## GIVEN PROBLEM A:
In the pipeline forwarding text, what value does the or instruction read for $t0 when both add and sub write that register?

## TEXT EXTRACT:
[Begin]

Verify: max ( 0 , 3 − 3 ) = 0 . ✓
Worked example One independent instruction sits between
add $t0, $s1, $s2 (add: $t0 born end of EX)
or $t5, $s6, $s7 (independent filler)
and $t3, $t0, $s4 (and: needs $t0)
Forecast: stalls? Which latch supplies $t0?
Grid. add: EX₃ MEM₄ WB₅. or: EX₄ MEM₅. and: IF₃ ID₄ EX₅ MEM₆ WB₇.
Why this step? and's EX is cycle 5; we need to know what stage add occupies then.
Born vs needed. B = 3 (end of add's EX). and needs it start of cycle 5, so N = 5 , deadline N − 1 = 4 . Rule: max ( 0 , 3 − 4 ) = 0 .
Why this step? Even more slack than Case A — one whole spare cycle.
Where is add in cycle 5? In WB — so $t0 sits in the MEM/WB latch , not EX/MEM. Apply the MEM-hazard forward: MEM/WB.RegWrite ∧ (MEM/WB.rd ≠ 0) ∧ (MEM/WB.rd = ID/EX.rs), and the EX-hazard is not also true. It holds.
Why this step? The correct latch depends on distance: 1 ahead → EX/MEM, 2 ahead → MEM/WB.
Conclusion: 0 stalls, forwarded from MEM/WB.
Verify: max ( 0 , 3 − 4 ) = 0 . ✓
Worked example Which value reaches the consumer?
add $t0, $s1, $s2 (writes $t0, value = 10)
sub $t0, $s3, $s4 (ALSO writes $t0, value = 7)
or $t9, $t0, $s5 (reads $t0 -> must get 7, not 10)
Forecast: does the reader see 10 or 7? Which forward fires?
Grid. add: EX₃ MEM₄ WB₅. sub: EX₄ MEM₅ WB₆. or: IF₃ ID₄ EX₅.
Why this step? or's EX is cycle 5 — check what BOTH writers are doing then.
In cycle 5: sub is in MEM (value 7 in EX/MEM ), add is in WB (value 10 in MEM/WB ). BOTH forward conditions match $t0!
Why this step? This is exactly the collision the parent's "newest wins" rule solves.
Priority rule: the EX-hazard (closer, EX/MEM) wins over the MEM-hazard. Program order says the last write before me is sub = 7, and sub is the closer one → EX/MEM supplies 7 .
Why this step? Picking the newer value is what makes forwarding correct , not just fast.
Conclusion: or reads 7 . 0 stalls.
Read the figure: two red arrows race into or's EX (cycle 5) — a solid one from sub's MEM (EX/MEM, value 7) and a dashed, greyed one from add's WB (MEM/WB, value 10). The solid arrow wins; the priority mux picks the closer latch. That's "newest wins" drawn as a picture.
Verify: last writer before or is sub (value 7). EX/MEM latch holds it in cyc 5. Answer = 7. ✓
lw then immediate consumer
lw $t0, 0($s0) (lw: $t0 born end of MEM)
add $t1, $t0, $s1 (add: needs $t0 at start of its EX)
Forecast: how many stalls, even with full forwarding?

[End]

## INPUT:
[Begin]

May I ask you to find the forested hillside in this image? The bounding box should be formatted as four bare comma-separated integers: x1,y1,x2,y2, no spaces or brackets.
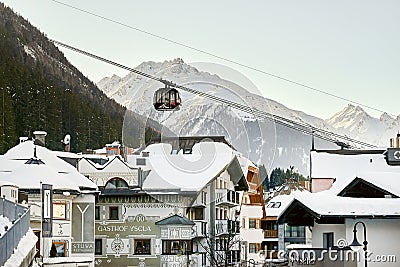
0,3,159,154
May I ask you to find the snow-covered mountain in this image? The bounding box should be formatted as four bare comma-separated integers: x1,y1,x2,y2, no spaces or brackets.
97,59,399,174
326,104,400,147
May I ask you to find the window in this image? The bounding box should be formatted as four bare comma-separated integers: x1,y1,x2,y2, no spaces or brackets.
53,203,67,220
94,239,103,255
162,240,192,255
201,192,207,204
105,178,128,189
135,239,151,255
94,206,100,220
108,206,119,220
249,219,256,229
249,243,260,253
194,208,204,220
322,232,333,249
50,241,67,257
291,226,297,237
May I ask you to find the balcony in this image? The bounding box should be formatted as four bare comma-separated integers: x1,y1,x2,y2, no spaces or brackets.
193,220,207,237
264,230,278,238
215,220,240,235
215,188,240,207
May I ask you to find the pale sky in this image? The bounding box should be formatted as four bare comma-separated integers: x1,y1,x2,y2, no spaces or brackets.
0,0,400,119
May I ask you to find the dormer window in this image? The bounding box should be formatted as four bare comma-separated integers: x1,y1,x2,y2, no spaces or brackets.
105,178,128,189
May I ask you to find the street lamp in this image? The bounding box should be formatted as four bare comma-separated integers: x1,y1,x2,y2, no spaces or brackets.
349,221,368,267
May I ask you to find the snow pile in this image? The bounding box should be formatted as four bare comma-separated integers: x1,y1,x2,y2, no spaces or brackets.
4,229,37,267
0,215,12,236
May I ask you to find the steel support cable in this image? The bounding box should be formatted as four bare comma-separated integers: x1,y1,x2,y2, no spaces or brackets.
51,40,376,148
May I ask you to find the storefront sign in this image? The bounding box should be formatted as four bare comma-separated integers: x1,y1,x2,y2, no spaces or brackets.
72,242,94,253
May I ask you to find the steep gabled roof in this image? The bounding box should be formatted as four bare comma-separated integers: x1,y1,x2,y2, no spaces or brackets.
329,172,400,197
156,214,195,225
278,192,400,225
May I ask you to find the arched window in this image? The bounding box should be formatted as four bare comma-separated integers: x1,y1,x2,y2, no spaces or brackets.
105,178,128,189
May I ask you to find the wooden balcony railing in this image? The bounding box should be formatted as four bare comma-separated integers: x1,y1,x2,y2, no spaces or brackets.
264,230,278,238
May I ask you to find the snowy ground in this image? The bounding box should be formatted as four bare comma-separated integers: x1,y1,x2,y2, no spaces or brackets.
0,215,12,236
0,228,37,267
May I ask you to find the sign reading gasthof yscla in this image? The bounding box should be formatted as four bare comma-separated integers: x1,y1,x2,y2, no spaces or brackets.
96,222,154,234
72,242,94,253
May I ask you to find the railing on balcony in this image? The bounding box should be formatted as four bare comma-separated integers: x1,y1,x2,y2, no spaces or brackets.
215,188,240,206
258,250,278,260
264,230,278,238
0,197,30,266
215,220,240,235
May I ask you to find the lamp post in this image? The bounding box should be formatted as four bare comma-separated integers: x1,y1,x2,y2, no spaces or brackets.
349,221,368,267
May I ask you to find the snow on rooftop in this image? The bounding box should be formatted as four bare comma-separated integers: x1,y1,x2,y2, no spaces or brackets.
311,151,400,194
295,192,400,217
0,141,97,191
328,172,400,196
52,151,82,159
0,215,12,236
143,142,242,191
0,140,76,172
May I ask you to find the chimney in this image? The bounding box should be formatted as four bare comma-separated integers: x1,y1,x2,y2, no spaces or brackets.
33,131,47,146
389,138,394,148
396,132,400,148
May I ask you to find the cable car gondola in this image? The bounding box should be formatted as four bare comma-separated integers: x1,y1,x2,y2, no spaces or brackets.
153,85,181,111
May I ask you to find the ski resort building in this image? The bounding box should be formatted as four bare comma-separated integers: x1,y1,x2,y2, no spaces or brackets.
78,137,249,267
0,134,98,266
278,147,400,267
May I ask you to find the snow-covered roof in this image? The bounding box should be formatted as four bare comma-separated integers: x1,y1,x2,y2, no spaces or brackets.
311,150,400,194
52,151,82,159
0,214,12,236
0,141,76,172
329,172,400,196
285,192,400,218
0,141,97,191
143,142,247,191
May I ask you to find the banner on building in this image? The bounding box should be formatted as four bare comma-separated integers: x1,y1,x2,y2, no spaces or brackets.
42,184,53,237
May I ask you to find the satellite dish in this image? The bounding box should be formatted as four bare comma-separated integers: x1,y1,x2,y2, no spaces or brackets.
63,134,71,145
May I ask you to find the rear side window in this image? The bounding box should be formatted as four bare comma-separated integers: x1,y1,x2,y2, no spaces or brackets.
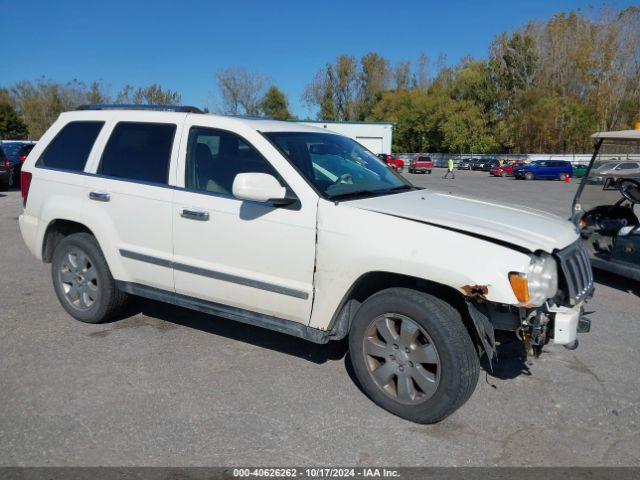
98,122,176,184
37,122,104,172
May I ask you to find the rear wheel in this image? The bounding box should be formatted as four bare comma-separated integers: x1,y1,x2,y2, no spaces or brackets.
51,233,127,323
349,288,480,423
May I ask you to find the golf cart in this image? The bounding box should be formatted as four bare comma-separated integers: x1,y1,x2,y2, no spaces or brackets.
572,123,640,281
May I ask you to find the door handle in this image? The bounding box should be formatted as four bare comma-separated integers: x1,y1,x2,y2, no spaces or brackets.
180,208,209,222
89,192,111,202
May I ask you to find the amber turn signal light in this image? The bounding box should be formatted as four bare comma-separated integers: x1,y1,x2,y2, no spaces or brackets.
509,272,529,304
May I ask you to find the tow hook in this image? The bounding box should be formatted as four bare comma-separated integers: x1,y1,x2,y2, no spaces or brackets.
578,315,591,333
563,338,580,350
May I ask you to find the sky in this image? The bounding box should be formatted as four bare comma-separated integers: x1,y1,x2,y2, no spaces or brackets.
0,0,638,117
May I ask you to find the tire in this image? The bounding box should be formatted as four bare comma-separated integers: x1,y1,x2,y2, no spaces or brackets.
51,233,127,323
349,288,480,423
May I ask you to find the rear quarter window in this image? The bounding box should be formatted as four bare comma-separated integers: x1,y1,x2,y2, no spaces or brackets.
36,122,104,172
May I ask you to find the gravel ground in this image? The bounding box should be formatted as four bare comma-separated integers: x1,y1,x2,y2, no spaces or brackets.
0,170,640,466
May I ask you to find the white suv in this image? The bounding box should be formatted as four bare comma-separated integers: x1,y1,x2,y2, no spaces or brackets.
20,106,593,423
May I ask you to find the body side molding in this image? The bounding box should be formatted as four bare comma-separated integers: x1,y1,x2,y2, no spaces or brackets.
116,280,330,343
120,249,309,300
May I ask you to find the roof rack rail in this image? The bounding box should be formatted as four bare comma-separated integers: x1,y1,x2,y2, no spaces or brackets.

[End]

## GIVEN PROBLEM B:
Report how many lines of the records contain the string "cable". Give only the number.

## WRITTEN REPLY A:
7

## WRITTEN REPLY B:
2